--- Text segment ---
■ ■ ■ ■ ■ ■ ■

4. The toy ball of claim 1, wherein said first and second shells
are hemispherical shells.
5. The toy ball of claim 1, wherein said first and second shells
are transparent.
6. The toy ball of claim 5, wherein indicia is imprinted on at
least one of said shells.
7. The toy ball of claim 1, wherein said at least one lock
mechanism is opaque.
8. The toy ball of claim 1, wherein a lip is formed along a
periphery of said at least one lock mechanism, said lip engaging a
corresponding recess on each of said first and second shells.
9. The toy ball of claim 8, wherein said lip is annular and said
corresponding recess on each of said first and second shells is
annular.
10. The toy ball of claim 1, wherein said at least one lock
mechanism includes a boss extending therefrom.
11. The toy ball of claim 10, wherein said first and second shells
are adapted to be connected together to form at least one aperture
disposed along said seam, and wherein said boss extending from said
at least one lock mechanism is adapted to be received in said
aperture.
12. The toy ball of claim 1, wherein said first and second shells
are adapted to be connected together using a process selected from
the group consisting of ultrasonic welding, heat sealing,
dielectric welding, and chemical bonding.
13. The toy ball of claim 1, wherein said at least one lock
mechanism adapted to be attached to said sphere using a process
selected from the group consisting of ultrasonic welding, heat
sealing, dielectric welding, and chemical bonding.
14. The toy ball of claim 1, wherein said at least one lock
mechanism comprises two lock mechanisms located at diametrically
opposite positions with respect to each other on said sphere.
15. The toy ball of claim 14, wherein each of said two lock
mechanisms includes a boss extending therefrom.
16. The toy ball of claim 15, wherein an axle is mounted between
the bosses extending from said two lock mechanisms.
17. The toy ball of claim 16, wherein an entertainment element is
mounted on said axle.
18. The toy ball of claim 1, wherein at least one entertainment
item is housed within said sphere.
19. The toy ball of claim 1, wherein said first and second
hemispherical shells comprise: at least one flange extending along
a peripheral surface of said first shell, said flange following a
surface contour of said first shell; and at least one channel
disposed in a peripheral surface of said second shell, said channel
configured to receive said flange when said first and second shells
are connected together.
20. The toy ball of claim 19, wherein said first shell has at least
two flanges, and said second shell has at least two channels.
21. A method of constructing a spherical toy ball, the method
comprising the steps of: connecting first and second shells
together along a seam on an outer circumference to form a sphere;
and attaching at least one lock mechanism to said sphere such that
said at least one lock mechanism covers a portion of said seam and
said at least one lock mechanism captures an outer peripheral
portion of each of said first and second shells wherein said at
least one lock mechanism prevents separation of said first and
second shells along said seam.
22. The method of constructing a toy ball of claim 21, further
comprising the step of forming said first and second shells from a
transparent material.
23. The method of constructing a toy ball of claim 21, further
comprising the step of forming said first and second shells as
first and second hemispherical shells.
24. The method of constructing a toy ball of claim 22, further
comprising the step of printing indicia on at least one of said
shells.
25. The method of constructing a toy ball of claim 21, further
comprising the step of forming said at least one lock mechanism
from an opaque material.

■ ■ ■ ■ ■ ■ ■

--- Material provided ---

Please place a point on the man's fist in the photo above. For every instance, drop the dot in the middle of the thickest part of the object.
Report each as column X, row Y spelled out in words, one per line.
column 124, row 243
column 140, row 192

■ ■ ■ ■ ■ ■ ■

--- Written exercise 1 ---
According to the toy ball claims, what is mounted between the bosses that extend from the two lock mechanisms?
--- Written exercise 2 ---
Extend the toy ball claims, picking up right after claim 25.
The data comes from a separate source and has nothing to do with the toy ball claims.

--- Reply 1 ---
An axle.

--- Reply 2 ---
26. The method of constructing a toy ball of claim 21, further
comprising the steps of: forming a lip along a periphery of said at
least one lock mechanism; and engaging said lip with a
corresponding recess on each of said first and second shells.
27. The method of constructing a toy ball of claim 21, further
comprising the step of forming a boss extending from said at least
one lock mechanism.
28. The method of constructing a toy ball of claim 27, further
comprising the steps of: forming at least one aperture disposed
along said seam; and engaging said at least one aperture with said
boss extending from said at least one lock mechanism.
29. The method of constructing a toy ball of claim 21, further
comprising the step of connecting said first and second shells
using a process selected from the group consisting of ultrasonic
welding, heat sealing, dielectric welding, and chemical
bonding.
30. The method of constructing a toy ball of claim 21, further
comprising the step of attaching said at least one lock mechanism
to said sphere using a process selected from the group consisting
of ultrasonic welding, heat sealing, dielectric welding, and
chemical bonding.
31. The method of constructing a toy ball of claim 21, further
comprising the step of securing a pair of said lock mechanisms at
diametrically opposite positions with respect to each other on said
sphere.
32. The method of constructing a toy ball of claim 31, further
comprising the step of mounting an axle between said pair of lock
mechanisms.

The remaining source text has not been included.